Text passage
Arapawa goats - pest or endangered species?

  • Breaking
  • 11/04/2008

The Arapawa goat is one of the rarest animals in the world.

Advocates for the goat say it is on the critically endangered list.

It is estimated there is only about 350 of them left, with a breeding stock so small its survival hangs in the balance.

But that is not the way the Department of Conservation (DoC) sees it.

It says the goat is a pest.

Every year it shoots a number of the goats in its home on an island at the top of the South Island.

Some believe the goat is about to be shot into extinction.

The top of the South Island, where the Marlborough Sounds open onto Cook Strait is the setting for a large and dramatically beautiful island of sheer bluffs and sheltered bays, Arapawa.

It is also the scene of an almighty argument over the future of its native bush and a hardy creature with English origins which is believed to have survived on the island for 200 years.

The Arapawa Island goat is at the centre of a classic environmental conflict - to its advocates it a unique part of our history that should be preserved at all costs to its opponents it is simply a pest.

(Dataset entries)
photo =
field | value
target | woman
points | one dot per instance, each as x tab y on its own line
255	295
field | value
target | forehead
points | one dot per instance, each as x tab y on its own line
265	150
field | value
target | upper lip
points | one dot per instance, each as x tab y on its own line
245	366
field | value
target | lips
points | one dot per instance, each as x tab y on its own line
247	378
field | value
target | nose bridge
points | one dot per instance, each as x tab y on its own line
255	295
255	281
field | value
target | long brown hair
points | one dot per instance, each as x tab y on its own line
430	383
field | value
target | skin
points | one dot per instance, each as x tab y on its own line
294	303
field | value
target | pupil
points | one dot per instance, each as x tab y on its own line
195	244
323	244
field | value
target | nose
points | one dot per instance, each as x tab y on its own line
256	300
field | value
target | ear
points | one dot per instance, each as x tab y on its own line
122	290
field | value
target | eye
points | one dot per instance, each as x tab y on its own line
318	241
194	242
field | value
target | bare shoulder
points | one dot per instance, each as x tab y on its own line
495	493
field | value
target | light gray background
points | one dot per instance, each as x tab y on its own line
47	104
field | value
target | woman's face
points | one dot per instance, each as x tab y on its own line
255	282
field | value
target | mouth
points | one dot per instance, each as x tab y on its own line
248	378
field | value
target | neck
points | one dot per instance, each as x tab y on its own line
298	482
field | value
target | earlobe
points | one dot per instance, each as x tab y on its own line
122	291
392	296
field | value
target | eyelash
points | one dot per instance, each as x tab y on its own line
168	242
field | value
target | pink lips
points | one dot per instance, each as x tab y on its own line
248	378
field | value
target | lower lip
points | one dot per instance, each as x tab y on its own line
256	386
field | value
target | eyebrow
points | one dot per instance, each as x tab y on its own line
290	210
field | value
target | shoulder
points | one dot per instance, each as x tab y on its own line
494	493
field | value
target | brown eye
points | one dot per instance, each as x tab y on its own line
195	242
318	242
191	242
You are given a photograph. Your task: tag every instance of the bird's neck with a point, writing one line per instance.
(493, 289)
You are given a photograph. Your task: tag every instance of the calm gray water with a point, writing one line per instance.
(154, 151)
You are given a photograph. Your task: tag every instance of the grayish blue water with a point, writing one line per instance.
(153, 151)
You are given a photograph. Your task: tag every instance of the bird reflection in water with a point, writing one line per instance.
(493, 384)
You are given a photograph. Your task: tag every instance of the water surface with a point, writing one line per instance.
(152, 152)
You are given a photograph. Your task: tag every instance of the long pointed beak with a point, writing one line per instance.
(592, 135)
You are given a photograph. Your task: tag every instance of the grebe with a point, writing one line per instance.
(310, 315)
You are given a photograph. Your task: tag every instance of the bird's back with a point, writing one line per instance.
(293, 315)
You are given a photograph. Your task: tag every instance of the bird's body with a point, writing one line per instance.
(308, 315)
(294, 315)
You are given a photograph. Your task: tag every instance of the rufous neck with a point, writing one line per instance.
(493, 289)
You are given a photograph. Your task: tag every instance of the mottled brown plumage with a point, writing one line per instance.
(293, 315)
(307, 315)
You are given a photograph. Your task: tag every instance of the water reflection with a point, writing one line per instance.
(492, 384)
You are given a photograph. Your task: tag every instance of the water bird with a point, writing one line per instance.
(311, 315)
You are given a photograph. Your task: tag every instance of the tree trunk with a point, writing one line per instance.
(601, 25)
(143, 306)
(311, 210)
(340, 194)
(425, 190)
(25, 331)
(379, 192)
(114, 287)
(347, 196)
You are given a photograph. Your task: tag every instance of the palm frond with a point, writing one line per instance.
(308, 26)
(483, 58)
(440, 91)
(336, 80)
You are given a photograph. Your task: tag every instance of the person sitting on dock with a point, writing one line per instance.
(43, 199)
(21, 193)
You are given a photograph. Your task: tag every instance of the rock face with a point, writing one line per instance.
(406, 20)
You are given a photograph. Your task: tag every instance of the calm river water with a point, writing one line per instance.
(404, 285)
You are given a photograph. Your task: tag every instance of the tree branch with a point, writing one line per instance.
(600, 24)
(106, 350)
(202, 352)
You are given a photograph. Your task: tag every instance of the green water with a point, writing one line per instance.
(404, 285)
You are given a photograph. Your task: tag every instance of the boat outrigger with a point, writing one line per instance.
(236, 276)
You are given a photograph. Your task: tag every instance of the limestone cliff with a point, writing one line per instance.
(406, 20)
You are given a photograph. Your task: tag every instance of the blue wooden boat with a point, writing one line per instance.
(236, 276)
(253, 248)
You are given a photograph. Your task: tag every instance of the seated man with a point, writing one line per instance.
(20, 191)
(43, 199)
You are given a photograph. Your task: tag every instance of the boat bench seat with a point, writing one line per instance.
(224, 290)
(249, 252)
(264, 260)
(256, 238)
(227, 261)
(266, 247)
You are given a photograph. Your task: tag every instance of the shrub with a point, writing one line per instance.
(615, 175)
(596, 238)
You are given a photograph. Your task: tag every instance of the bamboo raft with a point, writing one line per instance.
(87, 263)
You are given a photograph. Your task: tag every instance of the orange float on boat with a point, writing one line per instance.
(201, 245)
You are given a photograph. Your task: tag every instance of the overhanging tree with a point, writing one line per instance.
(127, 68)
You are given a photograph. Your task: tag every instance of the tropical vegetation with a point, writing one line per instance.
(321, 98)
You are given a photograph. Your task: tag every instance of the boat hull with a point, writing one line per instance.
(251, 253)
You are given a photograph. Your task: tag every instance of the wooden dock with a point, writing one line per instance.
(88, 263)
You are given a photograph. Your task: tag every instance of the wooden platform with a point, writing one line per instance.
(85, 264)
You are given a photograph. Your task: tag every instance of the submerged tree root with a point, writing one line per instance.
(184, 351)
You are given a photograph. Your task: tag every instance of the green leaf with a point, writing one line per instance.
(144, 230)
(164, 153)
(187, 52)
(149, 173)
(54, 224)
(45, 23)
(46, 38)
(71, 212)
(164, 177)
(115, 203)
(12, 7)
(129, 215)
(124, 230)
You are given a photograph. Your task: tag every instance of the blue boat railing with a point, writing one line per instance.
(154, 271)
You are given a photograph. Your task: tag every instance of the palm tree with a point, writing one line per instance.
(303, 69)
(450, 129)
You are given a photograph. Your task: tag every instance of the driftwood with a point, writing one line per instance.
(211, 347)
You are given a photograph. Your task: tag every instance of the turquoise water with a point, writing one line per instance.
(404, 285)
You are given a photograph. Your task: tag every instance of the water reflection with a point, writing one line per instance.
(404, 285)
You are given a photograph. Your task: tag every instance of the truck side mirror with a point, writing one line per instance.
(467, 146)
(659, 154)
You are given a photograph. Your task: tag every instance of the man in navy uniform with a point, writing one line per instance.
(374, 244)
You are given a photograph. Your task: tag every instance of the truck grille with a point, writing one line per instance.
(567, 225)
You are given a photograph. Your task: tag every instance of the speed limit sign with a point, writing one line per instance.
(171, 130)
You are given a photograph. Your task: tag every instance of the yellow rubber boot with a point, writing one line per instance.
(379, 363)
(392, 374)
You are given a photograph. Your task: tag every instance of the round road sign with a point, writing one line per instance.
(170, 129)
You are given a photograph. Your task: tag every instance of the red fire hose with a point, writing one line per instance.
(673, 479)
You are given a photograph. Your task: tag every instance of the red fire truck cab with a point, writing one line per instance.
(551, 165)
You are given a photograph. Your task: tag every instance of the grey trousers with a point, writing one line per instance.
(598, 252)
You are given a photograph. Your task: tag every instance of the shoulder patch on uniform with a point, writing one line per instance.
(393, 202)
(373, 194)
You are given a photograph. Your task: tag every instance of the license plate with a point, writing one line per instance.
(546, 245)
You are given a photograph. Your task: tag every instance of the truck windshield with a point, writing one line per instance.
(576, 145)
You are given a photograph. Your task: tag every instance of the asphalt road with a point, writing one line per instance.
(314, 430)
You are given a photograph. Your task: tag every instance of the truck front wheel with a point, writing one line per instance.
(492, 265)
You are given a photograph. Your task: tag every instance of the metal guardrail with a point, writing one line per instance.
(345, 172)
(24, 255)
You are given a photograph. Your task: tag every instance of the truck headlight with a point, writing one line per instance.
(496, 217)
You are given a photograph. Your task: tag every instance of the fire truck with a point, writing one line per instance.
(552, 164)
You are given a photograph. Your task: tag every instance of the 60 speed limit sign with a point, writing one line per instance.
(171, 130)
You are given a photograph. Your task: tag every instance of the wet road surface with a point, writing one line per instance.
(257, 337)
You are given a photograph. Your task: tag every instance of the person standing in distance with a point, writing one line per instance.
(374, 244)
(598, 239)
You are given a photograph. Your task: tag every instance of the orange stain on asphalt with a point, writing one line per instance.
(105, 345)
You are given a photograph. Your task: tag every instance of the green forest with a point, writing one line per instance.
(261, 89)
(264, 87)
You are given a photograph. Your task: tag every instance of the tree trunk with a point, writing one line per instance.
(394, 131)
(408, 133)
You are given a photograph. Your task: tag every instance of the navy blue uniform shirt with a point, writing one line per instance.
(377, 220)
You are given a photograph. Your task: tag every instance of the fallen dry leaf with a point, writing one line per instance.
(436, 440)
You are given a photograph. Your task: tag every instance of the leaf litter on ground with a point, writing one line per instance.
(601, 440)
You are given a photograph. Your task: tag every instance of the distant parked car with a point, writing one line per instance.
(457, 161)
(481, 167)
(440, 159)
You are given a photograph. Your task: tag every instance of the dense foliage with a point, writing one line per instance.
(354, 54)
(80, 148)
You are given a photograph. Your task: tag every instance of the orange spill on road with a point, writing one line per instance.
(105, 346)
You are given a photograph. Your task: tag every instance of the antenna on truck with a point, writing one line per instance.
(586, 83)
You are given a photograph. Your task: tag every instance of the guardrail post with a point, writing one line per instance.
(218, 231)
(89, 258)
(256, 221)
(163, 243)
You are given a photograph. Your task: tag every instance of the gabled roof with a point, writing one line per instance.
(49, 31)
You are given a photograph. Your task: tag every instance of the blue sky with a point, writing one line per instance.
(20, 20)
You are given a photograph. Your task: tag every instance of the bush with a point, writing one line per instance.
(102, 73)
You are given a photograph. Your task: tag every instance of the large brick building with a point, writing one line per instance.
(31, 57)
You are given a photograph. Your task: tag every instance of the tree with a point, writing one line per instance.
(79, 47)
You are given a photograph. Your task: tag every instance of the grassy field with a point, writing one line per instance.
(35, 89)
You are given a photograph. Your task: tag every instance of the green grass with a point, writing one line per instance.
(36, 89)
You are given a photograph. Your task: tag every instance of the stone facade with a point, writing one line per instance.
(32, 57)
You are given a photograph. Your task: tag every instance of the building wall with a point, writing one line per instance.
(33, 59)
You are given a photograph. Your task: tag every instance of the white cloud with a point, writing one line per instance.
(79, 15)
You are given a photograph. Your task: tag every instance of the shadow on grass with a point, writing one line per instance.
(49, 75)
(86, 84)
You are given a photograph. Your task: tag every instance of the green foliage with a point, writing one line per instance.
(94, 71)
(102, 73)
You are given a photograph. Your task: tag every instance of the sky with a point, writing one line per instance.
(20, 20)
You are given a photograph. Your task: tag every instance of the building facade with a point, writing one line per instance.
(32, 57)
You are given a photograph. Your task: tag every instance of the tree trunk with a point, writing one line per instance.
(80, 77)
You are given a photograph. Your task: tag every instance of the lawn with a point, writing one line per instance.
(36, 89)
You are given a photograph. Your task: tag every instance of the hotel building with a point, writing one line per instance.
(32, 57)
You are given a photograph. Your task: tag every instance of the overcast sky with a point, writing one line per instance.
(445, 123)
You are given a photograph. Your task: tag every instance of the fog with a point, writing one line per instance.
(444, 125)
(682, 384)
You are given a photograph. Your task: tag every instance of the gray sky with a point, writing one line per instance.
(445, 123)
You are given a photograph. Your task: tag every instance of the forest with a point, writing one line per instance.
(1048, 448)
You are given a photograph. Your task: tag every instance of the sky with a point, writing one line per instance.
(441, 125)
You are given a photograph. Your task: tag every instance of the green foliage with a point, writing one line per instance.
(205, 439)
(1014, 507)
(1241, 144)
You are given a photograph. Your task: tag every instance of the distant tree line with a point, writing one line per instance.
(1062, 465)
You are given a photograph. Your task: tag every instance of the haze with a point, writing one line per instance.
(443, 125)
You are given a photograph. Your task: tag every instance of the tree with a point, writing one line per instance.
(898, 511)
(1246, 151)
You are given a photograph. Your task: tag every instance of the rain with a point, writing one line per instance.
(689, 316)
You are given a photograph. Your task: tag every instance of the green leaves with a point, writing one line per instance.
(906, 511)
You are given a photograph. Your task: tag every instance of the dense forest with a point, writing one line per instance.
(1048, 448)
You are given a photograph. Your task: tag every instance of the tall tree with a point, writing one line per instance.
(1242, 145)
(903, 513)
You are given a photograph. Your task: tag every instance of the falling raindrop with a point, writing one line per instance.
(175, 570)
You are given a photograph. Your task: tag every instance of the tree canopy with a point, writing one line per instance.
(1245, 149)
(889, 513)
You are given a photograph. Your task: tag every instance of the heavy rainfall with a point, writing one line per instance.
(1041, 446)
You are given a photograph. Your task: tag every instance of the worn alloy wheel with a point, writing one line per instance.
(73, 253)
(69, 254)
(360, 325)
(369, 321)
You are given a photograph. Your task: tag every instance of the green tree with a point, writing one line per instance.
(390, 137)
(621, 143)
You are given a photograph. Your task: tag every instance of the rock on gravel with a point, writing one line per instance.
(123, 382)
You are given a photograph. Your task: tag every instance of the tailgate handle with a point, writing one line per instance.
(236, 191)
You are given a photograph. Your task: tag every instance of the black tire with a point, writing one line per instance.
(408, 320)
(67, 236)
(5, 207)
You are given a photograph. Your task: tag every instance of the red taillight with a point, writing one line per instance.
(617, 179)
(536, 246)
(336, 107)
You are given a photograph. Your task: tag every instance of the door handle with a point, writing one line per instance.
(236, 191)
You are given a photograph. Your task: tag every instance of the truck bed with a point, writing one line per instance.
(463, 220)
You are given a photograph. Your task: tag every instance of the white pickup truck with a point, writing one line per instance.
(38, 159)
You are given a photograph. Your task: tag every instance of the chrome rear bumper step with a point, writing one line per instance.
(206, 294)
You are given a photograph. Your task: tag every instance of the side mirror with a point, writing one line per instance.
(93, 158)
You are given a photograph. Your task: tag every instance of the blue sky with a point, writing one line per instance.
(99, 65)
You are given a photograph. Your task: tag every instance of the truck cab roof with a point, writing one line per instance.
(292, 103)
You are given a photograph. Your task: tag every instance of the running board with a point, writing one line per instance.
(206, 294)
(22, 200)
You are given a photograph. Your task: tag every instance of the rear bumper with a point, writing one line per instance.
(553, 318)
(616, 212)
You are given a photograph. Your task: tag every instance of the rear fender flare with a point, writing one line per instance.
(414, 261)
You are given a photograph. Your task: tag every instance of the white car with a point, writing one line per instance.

Task requirements
Please continue the text on the Arapawa goats, picking up right after its last sentence.

Task response
During the past ten years DoC has shot about 1400 of them.

“The reality is goats are destructive on native vegetation and the ecological values that we are trying to protect,” says Roy Grose from DoC.

Betty Rowe - who has established a sanctuary on the island for the goats - has for 36 years been their defender and advocate.

“These goats have been on this island for over two centuries, they represent something that is very unique and special I think rather than having this high noon mentality which we've had,” says Rowe.

Thousands of  people come to see the goats every year - Betty Rowe says they attract international attention as they are on the critically endangered list, and she is now worried DoC's about to wipe them out.

“There are probably fewer than 350 worldwide and less than half of that are breeding animals,” says Rowe.

“So we've got two goats put ashore by captain cook in 1777 and we know he had goats on board because I found this in a history book as well,” Rowe says.

It is not certain whether the goats are descended from Cook's time - they may be the ancestors of goats released later by sealers - but DNA tests done in Spain show they are from very old stock.

Heritage breed or not, to DoC they are a pest because the goats destroy native bush.

It has fenced off a tiny area of the island - and says it shows how the bush flourishes when goats are kept out.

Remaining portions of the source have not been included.